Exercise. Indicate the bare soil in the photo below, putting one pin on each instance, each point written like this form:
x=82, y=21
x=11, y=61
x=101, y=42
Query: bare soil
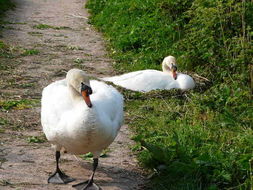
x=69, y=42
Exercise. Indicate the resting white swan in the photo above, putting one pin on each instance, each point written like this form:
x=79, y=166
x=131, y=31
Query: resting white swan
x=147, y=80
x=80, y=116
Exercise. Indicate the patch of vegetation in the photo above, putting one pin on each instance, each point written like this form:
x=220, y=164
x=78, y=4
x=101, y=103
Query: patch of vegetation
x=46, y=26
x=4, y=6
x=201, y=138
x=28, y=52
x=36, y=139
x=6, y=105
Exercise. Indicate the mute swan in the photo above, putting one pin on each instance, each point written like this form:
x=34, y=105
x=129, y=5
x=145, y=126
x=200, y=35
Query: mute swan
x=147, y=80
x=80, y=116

---

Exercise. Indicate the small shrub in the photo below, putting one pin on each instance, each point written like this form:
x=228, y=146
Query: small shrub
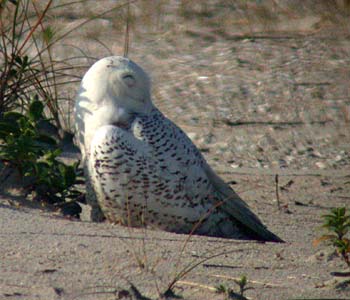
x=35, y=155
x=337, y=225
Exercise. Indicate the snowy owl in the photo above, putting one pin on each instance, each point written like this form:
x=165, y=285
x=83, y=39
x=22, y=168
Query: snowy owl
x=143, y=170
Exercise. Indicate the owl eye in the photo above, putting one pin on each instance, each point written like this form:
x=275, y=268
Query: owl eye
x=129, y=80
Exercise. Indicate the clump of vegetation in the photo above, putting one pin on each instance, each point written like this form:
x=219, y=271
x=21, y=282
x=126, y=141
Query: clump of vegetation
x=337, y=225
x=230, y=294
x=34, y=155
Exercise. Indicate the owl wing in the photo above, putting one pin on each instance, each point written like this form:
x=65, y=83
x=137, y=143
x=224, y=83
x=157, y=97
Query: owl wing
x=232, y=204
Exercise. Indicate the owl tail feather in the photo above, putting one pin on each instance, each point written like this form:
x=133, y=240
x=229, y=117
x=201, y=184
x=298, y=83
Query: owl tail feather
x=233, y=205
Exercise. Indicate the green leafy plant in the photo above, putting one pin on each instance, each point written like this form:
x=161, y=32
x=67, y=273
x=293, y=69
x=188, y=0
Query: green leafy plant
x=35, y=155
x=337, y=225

---

Retype the entries starting with the line containing "Exercise. Indicate the small" and going on through the line containing "x=233, y=205", with both of those lines included. Leave the pictures out of the answer.

- WRITTEN ANSWER:
Exercise. Indicate the small shrub in the photo below, putting one pin on each instance, each point written like this form:
x=228, y=146
Query: small shrub
x=35, y=155
x=337, y=225
Exercise. Indicate the snowy owl in the photo above, putting one pin on each instance, each point written like this form:
x=165, y=285
x=83, y=39
x=22, y=168
Query: snowy owl
x=143, y=170
Exercise. Indicate the owl eye in the photo above, putting one pin on each instance, each point written like this form:
x=275, y=268
Query: owl eye
x=129, y=80
Exercise. Indicate the clump of vegetation in the photo above, putting one pin on each instance, each point written like this form:
x=219, y=271
x=21, y=282
x=126, y=141
Query: clump of vegetation
x=337, y=225
x=230, y=294
x=34, y=155
Exercise. Indicate the owl wing in the photo above, putting one pin on each instance, each point written like this form:
x=65, y=83
x=137, y=143
x=224, y=83
x=157, y=97
Query: owl wing
x=232, y=204
Exercise. Indicate the owl tail feather in the photo above, putting one pin on each instance, each point written like this form:
x=133, y=240
x=229, y=117
x=201, y=184
x=298, y=83
Query: owl tail feather
x=233, y=205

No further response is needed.